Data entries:
···
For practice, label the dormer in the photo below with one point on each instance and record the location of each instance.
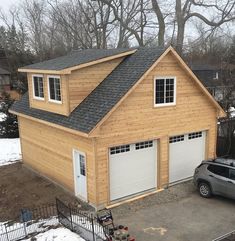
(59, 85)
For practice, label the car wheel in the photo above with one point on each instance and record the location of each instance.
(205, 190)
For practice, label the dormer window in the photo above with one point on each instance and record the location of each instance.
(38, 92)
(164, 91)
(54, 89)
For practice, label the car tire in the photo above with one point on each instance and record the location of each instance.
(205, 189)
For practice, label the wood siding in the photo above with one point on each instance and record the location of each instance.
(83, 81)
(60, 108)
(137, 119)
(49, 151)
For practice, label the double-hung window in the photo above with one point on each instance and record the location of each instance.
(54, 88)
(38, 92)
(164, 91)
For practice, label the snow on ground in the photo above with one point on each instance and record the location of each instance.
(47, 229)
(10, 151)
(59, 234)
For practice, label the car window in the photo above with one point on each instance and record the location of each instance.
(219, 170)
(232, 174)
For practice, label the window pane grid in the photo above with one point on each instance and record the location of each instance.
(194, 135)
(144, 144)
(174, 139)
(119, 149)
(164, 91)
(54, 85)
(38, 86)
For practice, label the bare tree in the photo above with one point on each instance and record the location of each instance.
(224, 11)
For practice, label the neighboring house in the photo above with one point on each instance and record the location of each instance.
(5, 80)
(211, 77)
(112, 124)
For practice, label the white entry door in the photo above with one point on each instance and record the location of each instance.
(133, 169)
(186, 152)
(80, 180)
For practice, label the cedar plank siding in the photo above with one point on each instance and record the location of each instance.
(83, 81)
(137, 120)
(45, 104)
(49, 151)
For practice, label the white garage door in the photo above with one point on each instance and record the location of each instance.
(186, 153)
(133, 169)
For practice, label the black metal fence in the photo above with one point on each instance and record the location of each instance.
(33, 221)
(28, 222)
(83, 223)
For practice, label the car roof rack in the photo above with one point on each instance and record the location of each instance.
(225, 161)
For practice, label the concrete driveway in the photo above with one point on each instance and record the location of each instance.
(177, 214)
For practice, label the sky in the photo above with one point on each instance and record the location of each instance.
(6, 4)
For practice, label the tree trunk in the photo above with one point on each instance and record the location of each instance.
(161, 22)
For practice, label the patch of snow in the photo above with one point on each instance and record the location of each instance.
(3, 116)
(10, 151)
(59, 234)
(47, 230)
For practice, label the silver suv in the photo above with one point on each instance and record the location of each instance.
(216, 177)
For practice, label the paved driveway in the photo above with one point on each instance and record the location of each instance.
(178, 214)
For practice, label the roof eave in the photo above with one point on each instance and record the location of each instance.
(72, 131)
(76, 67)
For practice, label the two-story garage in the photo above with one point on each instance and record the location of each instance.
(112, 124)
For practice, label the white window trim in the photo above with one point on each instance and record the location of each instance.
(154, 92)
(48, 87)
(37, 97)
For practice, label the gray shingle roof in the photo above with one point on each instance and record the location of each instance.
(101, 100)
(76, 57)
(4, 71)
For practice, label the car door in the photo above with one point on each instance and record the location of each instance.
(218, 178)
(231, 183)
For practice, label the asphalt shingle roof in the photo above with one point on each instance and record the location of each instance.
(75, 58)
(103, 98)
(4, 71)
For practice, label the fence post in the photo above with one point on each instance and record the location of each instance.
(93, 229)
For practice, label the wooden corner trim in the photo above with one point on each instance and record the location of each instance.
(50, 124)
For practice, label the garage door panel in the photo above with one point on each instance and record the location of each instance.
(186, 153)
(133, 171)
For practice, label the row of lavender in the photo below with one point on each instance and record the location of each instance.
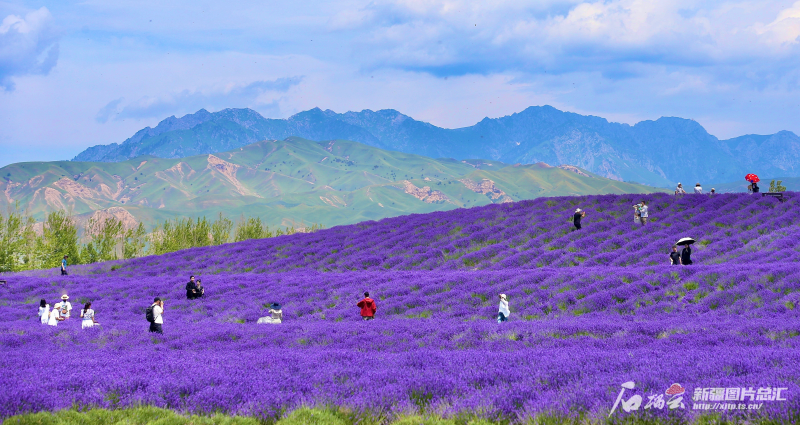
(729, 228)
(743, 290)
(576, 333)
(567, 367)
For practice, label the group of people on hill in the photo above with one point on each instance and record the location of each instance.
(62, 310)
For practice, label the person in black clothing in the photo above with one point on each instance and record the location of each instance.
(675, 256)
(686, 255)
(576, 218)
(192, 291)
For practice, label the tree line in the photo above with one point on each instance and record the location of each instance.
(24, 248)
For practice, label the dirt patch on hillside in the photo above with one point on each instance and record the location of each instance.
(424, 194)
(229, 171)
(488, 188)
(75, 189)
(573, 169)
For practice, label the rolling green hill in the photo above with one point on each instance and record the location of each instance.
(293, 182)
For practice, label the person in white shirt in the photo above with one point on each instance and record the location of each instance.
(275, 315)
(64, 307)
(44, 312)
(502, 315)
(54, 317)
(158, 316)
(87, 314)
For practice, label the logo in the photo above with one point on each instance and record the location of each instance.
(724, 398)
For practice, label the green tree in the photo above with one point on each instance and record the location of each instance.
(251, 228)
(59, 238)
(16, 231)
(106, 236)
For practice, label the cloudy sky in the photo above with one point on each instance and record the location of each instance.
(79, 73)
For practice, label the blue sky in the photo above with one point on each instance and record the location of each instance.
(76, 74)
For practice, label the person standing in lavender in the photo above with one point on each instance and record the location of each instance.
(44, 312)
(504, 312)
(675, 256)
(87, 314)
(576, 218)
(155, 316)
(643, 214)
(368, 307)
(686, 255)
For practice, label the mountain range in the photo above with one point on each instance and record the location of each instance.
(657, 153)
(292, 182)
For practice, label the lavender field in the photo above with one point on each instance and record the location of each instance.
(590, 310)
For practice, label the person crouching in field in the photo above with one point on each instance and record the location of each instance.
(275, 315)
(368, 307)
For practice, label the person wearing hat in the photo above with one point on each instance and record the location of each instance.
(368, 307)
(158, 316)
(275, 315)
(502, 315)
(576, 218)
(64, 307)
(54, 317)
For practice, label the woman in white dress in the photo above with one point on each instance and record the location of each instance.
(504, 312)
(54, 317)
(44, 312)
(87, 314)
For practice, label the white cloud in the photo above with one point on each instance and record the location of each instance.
···
§ **TASK STATEMENT**: Could you set down the data exactly as given, minus its pictures?

§ **ANSWER FOR THE TASK**:
For practice, label the dormer in the photo below with one point on each instance and record the location of each instance.
(59, 85)
For practice, label the car wheel in the photo above with one point on each instance and record the location of each instance.
(205, 190)
For practice, label the dormer window in the photo above with one point on each instance and record the location of each instance.
(38, 92)
(164, 91)
(54, 89)
For practice, label the car tire in the photo above with one point on each instance and record the location of each instance.
(205, 189)
For practice, label the wood siding in the photo above with one point on each instance and record the location of each instance.
(83, 81)
(60, 108)
(137, 119)
(49, 151)
For practice, label the double-hung window in the photo above with one point on each instance and record the location of each instance.
(54, 88)
(38, 92)
(164, 91)
For practice, label the snow on ground in the photo above with one point on each instance and record the location of each instance.
(47, 229)
(10, 151)
(59, 234)
For practice, label the car window in the photo above with one point on each instance and record the location of each instance.
(219, 170)
(232, 174)
For practice, label the window pane grid in the photo above with one point on each instance and record the location of each instance.
(194, 135)
(144, 144)
(174, 139)
(119, 149)
(164, 91)
(54, 85)
(38, 86)
For practice, label the bare tree in the photo above with one point on each instance and record the location of each instance.
(224, 11)
For practice, label the neighboring house in the photo above with one point on each instance and record the location of each instance.
(5, 80)
(211, 77)
(112, 124)
For practice, label the white entry door in the photo above with one point on each instance and record the location of each instance.
(133, 169)
(186, 152)
(80, 180)
For practice, label the cedar plank siding in the photo above with one point on each instance and record the location of each instance.
(83, 81)
(137, 120)
(45, 104)
(49, 151)
For practice, label the white garage door in the photo above with one point on each instance and record the location of each instance.
(186, 153)
(133, 169)
For practice, label the black metal fence in the photo above with one point on each instance and record the location of each instance.
(33, 221)
(28, 222)
(83, 223)
For practice, label the car roof rack in the photo above with one point on each instance and record the location of each instance.
(225, 161)
For practice, label the concrete driveway in the photo above with one point on each instance and record the location of each instance.
(177, 214)
For practice, label the sky in the photo above with one point on each instance and record the location of each instance.
(6, 4)
For practice, label the tree trunk in the photo above with one point on each instance and record the location of each instance.
(161, 22)
For practice, label the patch of snow in the photo above with one point on each instance and record the location of each instance.
(3, 116)
(10, 151)
(59, 234)
(47, 230)
For practice, label the silver suv in the photo above with one point on each instance and record the location of each instance.
(216, 177)
For practice, label the paved driveway in the photo above with one point on each instance and record the location of each instance.
(178, 214)
For practice, label the roof eave in the photo above with one point on each instance and record the location of each instance.
(72, 131)
(76, 67)
For practice, label the two-story garage in the photo above with one point on each instance and record the location of each instance.
(112, 124)
For practice, label the white window trim in the photo above with one point on each instance and record the location of each instance.
(154, 92)
(48, 87)
(37, 97)
For practice, label the gray shingle roof in the photo above with one point on each instance and record the location of each instance.
(101, 100)
(76, 57)
(4, 71)
For practice, label the car door in the photo above with one point on each instance and record the location of each instance.
(218, 178)
(231, 183)
For practice, label the asphalt shingle roof in the photo above with one point on each instance and record the location of each instance.
(75, 58)
(103, 98)
(4, 71)
For practice, label the fence post in the photo above with one point on each instance and record the location of each instance.
(93, 229)
For practice, label the wooden corner trim in the photo above with one point on each instance and record the location of each instance.
(50, 124)
For practice, label the garage door panel in the photo above with one point on each instance and record the location of each instance.
(186, 153)
(133, 171)
For practice, label the row of lavender in the photo below with one point on each instance and record the location of each instance.
(729, 228)
(743, 290)
(576, 333)
(567, 367)
For practice, label the group of people on hill in the photo above with one point on each instance and record the location of each instance.
(62, 310)
For practice, label the person in black clothing in the photo above with one point on each instance and record the location of each instance.
(675, 256)
(686, 255)
(576, 218)
(192, 291)
For practice, label the tree line in the photo above with one point on each instance and record the location of each instance.
(24, 248)
For practice, label the dirt patch on hillside in the photo above with one point on each instance and record the location of each instance.
(424, 194)
(229, 171)
(488, 188)
(75, 189)
(573, 169)
For practice, label the rolling green hill in the photo above with one point on each instance and record the location of each instance.
(293, 182)
For practice, label the person in white shirt in the photo above with one point on each instance and record the location of each instance.
(275, 315)
(64, 307)
(44, 312)
(502, 315)
(54, 317)
(158, 316)
(87, 314)
For practice, label the logo in the photo above with one point on each instance and record the location of each instance.
(724, 398)
For practice, label the green tree in the photo above with one point on each instance and record the location of each instance.
(251, 228)
(59, 238)
(16, 231)
(106, 236)
For practice, label the cloudy sky in the photo above with one point on each instance and record the location of each instance.
(79, 73)
For practice, label the blue sky in the photo above with one point on each instance and record the location of each instance.
(76, 74)
For practice, label the person standing in lavender in the photo above with one point on each instance and record the location of each instance.
(44, 312)
(504, 312)
(675, 256)
(87, 314)
(576, 218)
(155, 316)
(643, 214)
(368, 307)
(686, 255)
For practice, label the mountain range in the photo above with one point on each instance and record the location of each instance.
(657, 153)
(292, 182)
For practice, label the lavender field in the photo above with one point on each instance and record the location of each instance.
(590, 310)
For practice, label the person crouching in field in the photo above with one point on each instance and record the location of each instance.
(275, 315)
(368, 307)
For practice, label the person wearing hat in the photo above with one point on each instance and record the location of each instance.
(368, 307)
(158, 316)
(275, 315)
(502, 315)
(576, 218)
(64, 307)
(54, 317)
For practice, label the woman in white dress in the photo above with one point on each instance and record the location of each instance.
(504, 312)
(54, 317)
(44, 312)
(87, 314)
For practice, label the white cloud in the photo above with one point on each instance and record the location of each instance.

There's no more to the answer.